**Document segment:**
┌────────
When he retires at the end of June 2013, Mr. Bernblum will conclude more than 20 years of distinguished service to CHA and a host of other healthcare clients. Over the past two decades, Mr. Bernblum has been a trusted advisor on a wide range of CHA activities, providing counsel on many key association initiatives, particularly focusing on CHA’s corporate work and business agreements. He was a key advisor in the structural work initiatives to improve quality and patient care, including a major project to establish an interpreter system for the deaf and hard of hearing populations.
His work with hospital and healthcare clients over the years has included structuring joint ventures and partnerships for hospitals, counseling complex hospital systems on governance and corporate structure, and handling asset acquisitions, mergers, affiliations, and financings for all types of healthcare providers. Mr. Bernblum has been deeply engaged in resolving property tax exemption issues for charitable healthcare providers, developing network vehicles for providers, and representing community-based and home healthcare agencies on a panoply of issues. Overall, his clients have valued and benefited from Mr. Bernblum’s acute analytical skills, his business judgment and practicality, and his wisdom.
Mr. Bernblum is a member of the American and Connecticut Bar Associations, the American Health Lawyers Association, and the Connecticut Health Lawyers Association. He has been listed in The Best Lawyers in America in the category of Health Care Law, and Chambers USA has recognized him in the Health Care category. Mr. Bernblum received his B.A. from Yale University cum laude, and his J.D. from New York University School of Law.
In March 2013, Marcia K. Petrillo retired from Qualidigm, the Wethersfield healthcare consulting and research organization she helped create nearly three decades ago. Ms. Petrillo joined Qualidigm in 1984. A visionary leader in quality improvement and safety, she spearheaded collaborations with CHA and many others that resulted in long-lasting improvements in quality, safety, and cost-effectiveness in care.
└────────
**Given material:**
┌────────
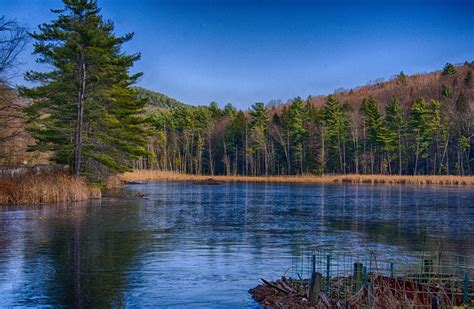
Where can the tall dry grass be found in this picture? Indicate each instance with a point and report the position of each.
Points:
(155, 175)
(45, 188)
└────────
**Work to complete:**
Rewrite the text about Mr. Bernblum from "His work with" up to and including "and his wisdom.", swapping "panoply" for "variety". The material comes from a separate source unrelated to the text.

**Exercise solution:**
His work with hospital and healthcare clients over the years has included structuring joint ventures and partnerships for hospitals, counseling complex hospital systems on governance and corporate structure, and handling asset acquisitions, mergers, affiliations, and financings for all types of healthcare providers. Mr. Bernblum has been deeply engaged in resolving property tax exemption issues for charitable healthcare providers, developing network vehicles for providers, and representing community-based and home healthcare agencies on a variety of issues. Overall, his clients have valued and benefited from Mr. Bernblum’s acute analytical skills, his business judgment and practicality, and his wisdom.